#### Requirement:
Format the records below as a JSON list of strings, with one string for each line and any blank lines left out.

***

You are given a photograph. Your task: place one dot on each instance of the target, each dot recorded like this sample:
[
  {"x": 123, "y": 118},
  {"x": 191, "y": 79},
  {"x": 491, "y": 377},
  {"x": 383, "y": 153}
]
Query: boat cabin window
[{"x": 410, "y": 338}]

***

#### Answer to this problem:
[
  "You are given a photograph. Your task: place one dot on each instance of the target, each dot recorded like this sample:",
  "[",
  "  {\"x\": 123, \"y\": 118},",
  "  {\"x\": 191, \"y\": 79},",
  "  {\"x\": 491, \"y\": 377},",
  "  {\"x\": 383, \"y\": 153}",
  "]",
  "Query: boat cabin window",
  "[{\"x\": 410, \"y\": 338}]"
]